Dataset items
- - - - -

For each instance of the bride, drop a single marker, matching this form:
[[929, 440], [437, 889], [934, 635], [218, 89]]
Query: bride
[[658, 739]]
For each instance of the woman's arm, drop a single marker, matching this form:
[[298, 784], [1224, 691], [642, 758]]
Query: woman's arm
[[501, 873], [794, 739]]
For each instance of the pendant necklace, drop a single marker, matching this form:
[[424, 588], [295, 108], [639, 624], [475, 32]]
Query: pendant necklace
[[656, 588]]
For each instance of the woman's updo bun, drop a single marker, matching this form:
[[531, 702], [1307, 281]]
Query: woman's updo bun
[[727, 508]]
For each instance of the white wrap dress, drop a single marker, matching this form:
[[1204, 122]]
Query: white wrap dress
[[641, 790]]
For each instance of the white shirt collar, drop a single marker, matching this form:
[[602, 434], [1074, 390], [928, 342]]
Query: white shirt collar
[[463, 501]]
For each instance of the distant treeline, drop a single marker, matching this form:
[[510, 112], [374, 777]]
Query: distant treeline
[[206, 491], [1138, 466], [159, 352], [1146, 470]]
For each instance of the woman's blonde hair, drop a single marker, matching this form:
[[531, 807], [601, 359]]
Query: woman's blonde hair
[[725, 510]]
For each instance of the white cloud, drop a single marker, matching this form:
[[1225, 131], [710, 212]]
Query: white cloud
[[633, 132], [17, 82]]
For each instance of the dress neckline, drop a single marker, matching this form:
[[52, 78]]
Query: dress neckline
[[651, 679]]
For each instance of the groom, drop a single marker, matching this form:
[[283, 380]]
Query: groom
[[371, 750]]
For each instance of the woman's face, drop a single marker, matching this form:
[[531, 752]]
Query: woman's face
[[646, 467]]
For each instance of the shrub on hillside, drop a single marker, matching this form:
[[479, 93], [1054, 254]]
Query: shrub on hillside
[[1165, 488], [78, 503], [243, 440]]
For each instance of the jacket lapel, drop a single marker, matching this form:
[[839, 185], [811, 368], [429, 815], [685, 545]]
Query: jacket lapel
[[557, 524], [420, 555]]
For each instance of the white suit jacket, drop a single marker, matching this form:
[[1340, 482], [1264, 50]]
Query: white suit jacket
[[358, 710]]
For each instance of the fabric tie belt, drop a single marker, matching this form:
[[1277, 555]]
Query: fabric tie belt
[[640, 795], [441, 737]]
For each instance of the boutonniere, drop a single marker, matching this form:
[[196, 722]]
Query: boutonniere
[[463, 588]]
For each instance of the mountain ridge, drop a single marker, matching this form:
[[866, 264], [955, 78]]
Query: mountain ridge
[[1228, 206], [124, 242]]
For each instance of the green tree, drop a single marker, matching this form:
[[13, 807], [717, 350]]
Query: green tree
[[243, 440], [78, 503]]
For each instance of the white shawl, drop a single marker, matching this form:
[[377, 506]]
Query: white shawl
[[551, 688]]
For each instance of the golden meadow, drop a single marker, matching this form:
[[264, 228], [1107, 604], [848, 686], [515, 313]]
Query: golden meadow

- - - - -

> _What you have to do_:
Write out the rows exactly as they appear, starting with the first line and continuing down to the line that contains "[[501, 873], [794, 739]]". Include that line.

> _Response to the task_:
For each instance of the bride, drop a single marker, matching this form:
[[929, 440], [437, 889], [934, 635], [218, 89]]
Query: bride
[[658, 739]]
For each instance of the woman's arm, drop a single marker, matching this form:
[[298, 784], [1224, 691], [642, 758]]
Query: woman's arm
[[501, 873], [794, 739]]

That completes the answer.